PASSAGE SHOWN

*** Block opens ***

CONCLUSION: SOLUTIONS? AND THE REVIVAL OF THE LUDDITE FALLACY

Tim Harford in his book Fifty Inventions that Shaped the Modern Economy suggests a similar potential drawback of innovation: does it genuinely benefit everyone, or do we need to review the Luddite Fallacy? Carty cites history for how we might be able to approach these tech giants:

In 1911, the US government broke Standard Oil [a traditional monopoly] into 34 pieces after the company monopolized 90 percent of the US oil market. Google now controls 92 percent of the global search-engine market but is still allowed to expand. The only way to tame America’s tech goliaths is to see them for what they are—monopolies—and go after them using antitrust law. (Carty, NY Post 2018)

*** Block closes ***

WORK TASK A
Reproduce word for word the part of the passage on tech monopolies starting at "In 1911, the" and ending at "NY Post 2018)".

Stored data entries:
*** Block opens ***

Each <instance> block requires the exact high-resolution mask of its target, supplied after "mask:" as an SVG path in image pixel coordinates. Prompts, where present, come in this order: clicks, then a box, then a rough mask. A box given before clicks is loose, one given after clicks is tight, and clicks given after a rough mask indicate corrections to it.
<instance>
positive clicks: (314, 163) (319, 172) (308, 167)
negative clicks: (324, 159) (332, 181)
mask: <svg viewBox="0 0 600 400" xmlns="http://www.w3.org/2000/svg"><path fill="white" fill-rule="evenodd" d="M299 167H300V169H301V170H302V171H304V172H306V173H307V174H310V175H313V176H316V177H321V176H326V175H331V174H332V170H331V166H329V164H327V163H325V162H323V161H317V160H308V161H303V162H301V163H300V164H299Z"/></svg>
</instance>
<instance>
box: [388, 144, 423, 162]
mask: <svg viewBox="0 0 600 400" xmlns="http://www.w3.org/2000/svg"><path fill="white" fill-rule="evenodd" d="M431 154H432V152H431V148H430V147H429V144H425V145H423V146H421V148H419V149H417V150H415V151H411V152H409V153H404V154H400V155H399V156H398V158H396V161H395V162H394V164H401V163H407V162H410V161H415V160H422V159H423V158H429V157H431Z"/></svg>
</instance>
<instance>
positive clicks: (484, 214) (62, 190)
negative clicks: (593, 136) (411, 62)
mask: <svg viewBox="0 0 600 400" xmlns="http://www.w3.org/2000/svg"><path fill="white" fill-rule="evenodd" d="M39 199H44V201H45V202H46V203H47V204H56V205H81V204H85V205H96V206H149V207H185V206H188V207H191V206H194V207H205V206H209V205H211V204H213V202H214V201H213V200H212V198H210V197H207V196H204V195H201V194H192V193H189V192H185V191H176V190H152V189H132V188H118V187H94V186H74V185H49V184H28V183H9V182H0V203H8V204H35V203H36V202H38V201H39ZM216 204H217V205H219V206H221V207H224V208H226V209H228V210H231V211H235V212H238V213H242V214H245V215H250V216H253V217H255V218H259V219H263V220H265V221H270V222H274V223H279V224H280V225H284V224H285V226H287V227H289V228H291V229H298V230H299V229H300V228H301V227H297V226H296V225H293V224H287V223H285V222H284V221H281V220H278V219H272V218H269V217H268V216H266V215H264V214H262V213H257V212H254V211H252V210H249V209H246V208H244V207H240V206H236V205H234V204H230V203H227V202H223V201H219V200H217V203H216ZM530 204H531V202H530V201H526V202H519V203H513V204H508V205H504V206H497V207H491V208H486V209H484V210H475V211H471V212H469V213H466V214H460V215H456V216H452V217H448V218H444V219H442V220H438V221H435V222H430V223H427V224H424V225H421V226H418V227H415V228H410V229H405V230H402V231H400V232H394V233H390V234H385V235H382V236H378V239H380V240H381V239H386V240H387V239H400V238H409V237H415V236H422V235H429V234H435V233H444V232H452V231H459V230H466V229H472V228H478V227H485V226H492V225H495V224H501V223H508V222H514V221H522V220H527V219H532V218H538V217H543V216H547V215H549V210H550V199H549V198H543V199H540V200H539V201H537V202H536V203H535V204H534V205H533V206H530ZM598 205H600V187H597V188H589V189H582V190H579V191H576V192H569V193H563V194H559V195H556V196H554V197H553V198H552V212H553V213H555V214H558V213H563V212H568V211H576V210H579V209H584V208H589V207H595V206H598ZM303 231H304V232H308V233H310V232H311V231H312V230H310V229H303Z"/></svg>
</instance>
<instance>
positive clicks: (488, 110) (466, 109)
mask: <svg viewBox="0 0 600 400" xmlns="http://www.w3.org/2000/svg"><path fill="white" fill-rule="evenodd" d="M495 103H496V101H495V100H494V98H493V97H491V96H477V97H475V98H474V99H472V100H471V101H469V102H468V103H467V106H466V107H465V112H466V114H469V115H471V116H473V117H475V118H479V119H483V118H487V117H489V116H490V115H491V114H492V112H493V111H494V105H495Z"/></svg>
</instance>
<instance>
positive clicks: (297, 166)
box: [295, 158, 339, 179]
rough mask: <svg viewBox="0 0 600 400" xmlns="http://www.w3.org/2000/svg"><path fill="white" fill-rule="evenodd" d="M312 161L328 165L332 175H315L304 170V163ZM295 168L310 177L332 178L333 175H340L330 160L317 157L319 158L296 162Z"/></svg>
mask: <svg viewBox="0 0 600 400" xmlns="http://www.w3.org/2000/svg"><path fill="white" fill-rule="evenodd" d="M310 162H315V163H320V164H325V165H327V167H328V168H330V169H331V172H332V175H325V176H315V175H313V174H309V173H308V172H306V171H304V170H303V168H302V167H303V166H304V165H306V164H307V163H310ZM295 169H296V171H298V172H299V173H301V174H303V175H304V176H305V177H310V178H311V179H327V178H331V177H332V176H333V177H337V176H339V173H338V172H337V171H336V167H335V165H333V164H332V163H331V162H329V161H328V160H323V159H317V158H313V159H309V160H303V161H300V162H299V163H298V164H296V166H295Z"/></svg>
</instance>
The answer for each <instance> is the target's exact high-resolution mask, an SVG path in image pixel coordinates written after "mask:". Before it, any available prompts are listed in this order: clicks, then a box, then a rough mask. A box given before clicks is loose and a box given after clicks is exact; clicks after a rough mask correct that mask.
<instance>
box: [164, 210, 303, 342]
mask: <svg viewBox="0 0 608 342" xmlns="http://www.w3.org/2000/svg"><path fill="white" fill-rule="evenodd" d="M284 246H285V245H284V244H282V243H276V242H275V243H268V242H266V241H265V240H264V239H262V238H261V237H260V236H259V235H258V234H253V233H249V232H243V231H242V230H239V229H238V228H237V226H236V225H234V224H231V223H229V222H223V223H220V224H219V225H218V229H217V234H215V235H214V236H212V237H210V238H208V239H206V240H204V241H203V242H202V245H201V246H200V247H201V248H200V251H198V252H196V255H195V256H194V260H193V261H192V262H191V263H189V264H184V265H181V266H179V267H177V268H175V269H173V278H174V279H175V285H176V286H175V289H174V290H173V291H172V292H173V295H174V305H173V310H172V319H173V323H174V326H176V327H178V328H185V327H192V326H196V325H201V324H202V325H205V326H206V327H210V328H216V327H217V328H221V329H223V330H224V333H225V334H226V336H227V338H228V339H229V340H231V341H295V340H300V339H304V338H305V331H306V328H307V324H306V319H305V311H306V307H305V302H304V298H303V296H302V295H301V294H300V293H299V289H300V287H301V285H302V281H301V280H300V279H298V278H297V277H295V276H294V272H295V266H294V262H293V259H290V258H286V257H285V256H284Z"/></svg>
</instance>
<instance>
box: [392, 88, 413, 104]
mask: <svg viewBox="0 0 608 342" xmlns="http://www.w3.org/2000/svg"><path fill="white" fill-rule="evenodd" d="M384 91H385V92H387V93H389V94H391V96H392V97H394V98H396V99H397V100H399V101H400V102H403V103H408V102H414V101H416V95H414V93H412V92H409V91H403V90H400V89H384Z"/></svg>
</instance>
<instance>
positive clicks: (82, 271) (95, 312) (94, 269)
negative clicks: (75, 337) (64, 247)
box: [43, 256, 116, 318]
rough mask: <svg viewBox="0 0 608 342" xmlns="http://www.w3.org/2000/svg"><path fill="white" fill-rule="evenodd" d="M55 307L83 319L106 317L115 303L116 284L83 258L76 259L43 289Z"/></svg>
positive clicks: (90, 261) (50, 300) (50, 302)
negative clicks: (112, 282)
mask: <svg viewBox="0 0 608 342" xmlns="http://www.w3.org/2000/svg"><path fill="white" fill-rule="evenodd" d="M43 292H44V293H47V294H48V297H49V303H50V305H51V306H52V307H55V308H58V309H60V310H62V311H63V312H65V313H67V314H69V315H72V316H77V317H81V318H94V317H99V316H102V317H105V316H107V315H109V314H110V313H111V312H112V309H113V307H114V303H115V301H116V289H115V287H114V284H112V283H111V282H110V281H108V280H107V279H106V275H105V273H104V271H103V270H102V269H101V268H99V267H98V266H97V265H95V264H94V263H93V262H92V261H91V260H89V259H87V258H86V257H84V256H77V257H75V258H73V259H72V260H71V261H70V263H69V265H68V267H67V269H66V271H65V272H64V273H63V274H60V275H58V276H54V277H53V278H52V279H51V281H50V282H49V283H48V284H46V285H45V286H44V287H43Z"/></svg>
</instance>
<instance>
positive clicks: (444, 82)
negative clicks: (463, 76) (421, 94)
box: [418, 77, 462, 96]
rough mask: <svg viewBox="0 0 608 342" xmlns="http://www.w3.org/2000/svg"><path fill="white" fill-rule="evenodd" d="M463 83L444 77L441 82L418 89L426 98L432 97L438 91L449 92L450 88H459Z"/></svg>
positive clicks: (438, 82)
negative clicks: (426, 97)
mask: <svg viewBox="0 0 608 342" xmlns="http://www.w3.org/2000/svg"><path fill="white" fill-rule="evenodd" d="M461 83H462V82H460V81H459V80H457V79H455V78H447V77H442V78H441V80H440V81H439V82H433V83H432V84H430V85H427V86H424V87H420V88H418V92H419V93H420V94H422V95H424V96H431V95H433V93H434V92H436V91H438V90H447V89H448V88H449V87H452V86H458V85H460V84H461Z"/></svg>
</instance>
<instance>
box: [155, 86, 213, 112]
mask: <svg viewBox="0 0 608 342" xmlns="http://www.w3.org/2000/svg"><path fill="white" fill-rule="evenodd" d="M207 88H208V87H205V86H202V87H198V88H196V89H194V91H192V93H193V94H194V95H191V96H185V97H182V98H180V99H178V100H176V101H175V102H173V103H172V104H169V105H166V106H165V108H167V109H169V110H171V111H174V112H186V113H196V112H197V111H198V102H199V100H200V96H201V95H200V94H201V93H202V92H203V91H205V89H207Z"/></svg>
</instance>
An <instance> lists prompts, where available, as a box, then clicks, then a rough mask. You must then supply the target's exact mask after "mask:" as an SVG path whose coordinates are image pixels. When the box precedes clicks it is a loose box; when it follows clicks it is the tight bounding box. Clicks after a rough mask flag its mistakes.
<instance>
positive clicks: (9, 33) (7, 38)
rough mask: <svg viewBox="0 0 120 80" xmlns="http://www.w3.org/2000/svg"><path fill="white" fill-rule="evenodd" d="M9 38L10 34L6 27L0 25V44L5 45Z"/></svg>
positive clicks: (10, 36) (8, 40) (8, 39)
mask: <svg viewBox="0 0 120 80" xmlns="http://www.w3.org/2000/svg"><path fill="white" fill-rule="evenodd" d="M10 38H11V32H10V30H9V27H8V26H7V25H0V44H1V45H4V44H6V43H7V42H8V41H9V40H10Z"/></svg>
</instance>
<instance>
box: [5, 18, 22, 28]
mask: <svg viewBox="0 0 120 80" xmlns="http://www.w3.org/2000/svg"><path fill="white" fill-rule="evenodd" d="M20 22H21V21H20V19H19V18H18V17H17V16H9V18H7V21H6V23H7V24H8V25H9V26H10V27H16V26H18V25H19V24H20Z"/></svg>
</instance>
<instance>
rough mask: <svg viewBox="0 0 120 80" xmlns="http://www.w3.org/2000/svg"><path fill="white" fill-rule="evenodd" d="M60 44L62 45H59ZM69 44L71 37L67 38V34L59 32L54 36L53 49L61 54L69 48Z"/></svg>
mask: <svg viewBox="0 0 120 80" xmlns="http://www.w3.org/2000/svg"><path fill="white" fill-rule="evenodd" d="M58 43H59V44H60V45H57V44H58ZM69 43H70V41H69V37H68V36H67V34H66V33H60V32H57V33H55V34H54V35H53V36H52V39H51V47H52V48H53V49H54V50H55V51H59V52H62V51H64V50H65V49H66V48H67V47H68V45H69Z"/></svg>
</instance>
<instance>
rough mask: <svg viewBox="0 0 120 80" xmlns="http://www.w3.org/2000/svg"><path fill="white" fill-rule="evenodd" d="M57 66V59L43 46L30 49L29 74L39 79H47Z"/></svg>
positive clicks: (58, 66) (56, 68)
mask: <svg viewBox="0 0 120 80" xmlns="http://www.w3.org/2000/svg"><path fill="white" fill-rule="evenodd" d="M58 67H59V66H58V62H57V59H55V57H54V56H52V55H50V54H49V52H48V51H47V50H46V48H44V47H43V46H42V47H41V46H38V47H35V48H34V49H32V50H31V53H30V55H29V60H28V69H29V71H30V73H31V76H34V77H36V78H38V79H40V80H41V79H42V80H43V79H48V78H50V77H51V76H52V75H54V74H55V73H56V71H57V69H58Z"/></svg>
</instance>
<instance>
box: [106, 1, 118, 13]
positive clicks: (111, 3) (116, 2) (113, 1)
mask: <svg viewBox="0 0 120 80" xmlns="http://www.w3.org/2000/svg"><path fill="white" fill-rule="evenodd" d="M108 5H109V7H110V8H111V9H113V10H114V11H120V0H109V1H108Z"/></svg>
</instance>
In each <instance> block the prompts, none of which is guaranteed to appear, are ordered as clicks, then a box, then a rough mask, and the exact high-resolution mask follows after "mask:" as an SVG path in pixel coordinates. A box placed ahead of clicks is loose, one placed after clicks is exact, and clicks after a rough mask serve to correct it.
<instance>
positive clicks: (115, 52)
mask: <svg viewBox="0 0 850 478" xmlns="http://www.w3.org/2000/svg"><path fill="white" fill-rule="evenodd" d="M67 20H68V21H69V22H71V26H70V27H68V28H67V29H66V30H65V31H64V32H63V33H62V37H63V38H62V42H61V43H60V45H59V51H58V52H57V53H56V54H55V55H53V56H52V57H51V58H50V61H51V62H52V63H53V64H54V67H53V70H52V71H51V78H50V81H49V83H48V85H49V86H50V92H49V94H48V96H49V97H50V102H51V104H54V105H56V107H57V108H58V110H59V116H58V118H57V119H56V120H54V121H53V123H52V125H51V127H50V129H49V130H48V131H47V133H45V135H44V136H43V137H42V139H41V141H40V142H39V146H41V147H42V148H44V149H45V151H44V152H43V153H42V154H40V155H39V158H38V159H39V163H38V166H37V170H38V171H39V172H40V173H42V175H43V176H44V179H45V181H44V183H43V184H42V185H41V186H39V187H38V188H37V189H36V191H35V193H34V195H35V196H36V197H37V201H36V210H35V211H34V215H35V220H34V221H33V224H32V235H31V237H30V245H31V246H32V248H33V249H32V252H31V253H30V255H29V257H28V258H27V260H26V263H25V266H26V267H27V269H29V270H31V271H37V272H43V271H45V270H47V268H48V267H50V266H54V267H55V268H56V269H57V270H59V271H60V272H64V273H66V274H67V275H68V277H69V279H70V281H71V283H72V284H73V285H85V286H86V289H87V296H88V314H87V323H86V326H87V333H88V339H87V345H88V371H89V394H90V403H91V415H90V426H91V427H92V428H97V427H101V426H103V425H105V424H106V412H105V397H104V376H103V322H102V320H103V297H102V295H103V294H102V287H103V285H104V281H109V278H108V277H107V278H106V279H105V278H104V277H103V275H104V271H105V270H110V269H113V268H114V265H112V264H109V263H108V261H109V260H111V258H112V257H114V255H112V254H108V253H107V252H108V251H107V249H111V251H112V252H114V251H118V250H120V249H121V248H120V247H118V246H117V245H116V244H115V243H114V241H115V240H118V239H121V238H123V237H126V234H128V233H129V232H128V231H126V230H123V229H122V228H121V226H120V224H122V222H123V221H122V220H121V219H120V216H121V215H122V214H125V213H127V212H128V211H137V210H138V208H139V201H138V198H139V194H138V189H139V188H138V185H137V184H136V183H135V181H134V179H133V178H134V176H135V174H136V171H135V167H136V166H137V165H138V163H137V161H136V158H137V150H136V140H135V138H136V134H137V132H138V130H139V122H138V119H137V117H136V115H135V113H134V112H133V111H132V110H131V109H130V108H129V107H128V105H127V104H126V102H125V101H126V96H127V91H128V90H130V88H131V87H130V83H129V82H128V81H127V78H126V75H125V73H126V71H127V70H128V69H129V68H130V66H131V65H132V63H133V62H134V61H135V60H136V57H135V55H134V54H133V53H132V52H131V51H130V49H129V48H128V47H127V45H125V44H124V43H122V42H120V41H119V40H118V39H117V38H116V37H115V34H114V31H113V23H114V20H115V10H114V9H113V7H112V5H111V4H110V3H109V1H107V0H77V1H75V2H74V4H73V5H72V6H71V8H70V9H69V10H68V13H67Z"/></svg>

*** Block closes ***

WORK TASK B
Return every line of the rows that contains the string "exact". Case counts.

EXERCISE SOLUTION A
In 1911, the US government broke Standard Oil [a traditional monopoly] into 34 pieces after the company monopolized 90 percent of the US oil market. Google now controls 92 percent of the global search-engine market but is still allowed to expand. The only way to tame America’s tech goliaths is to see them for what they are—monopolies—and go after them using antitrust law. (Carty, NY Post 2018)

EXERCISE SOLUTION B
Each <instance> block requires the exact high-resolution mask of its target, supplied after "mask:" as an SVG path in image pixel coordinates. Prompts, where present, come in this order: clicks, then a box, then a rough mask. A box given before clicks is loose, one given after clicks is tight, and clicks given after a rough mask indicate corrections to it.
The answer for each <instance> is the target's exact high-resolution mask, an SVG path in image pixel coordinates written after "mask:". Before it, any available prompts are listed in this order: clicks, then a box, then a rough mask. A box given before clicks is loose and a box given after clicks is exact; clicks after a rough mask correct that mask.
An <instance> lists prompts, where available, as a box, then clicks, then a rough mask. You must then supply the target's exact mask after "mask:" as an SVG path whose coordinates are image pixels. When the box precedes clicks it is a loose box; when it follows clicks it is the tight bounding box. Clicks after a rough mask flag its mistakes.
In each <instance> block the prompts, none of which is guaranteed to appear, are ordered as clicks, then a box, then a rough mask, and the exact high-resolution mask follows after "mask:" as an SVG path in pixel coordinates. A box placed ahead of clicks is loose, one placed after clicks is exact, and clicks after a rough mask serve to correct it.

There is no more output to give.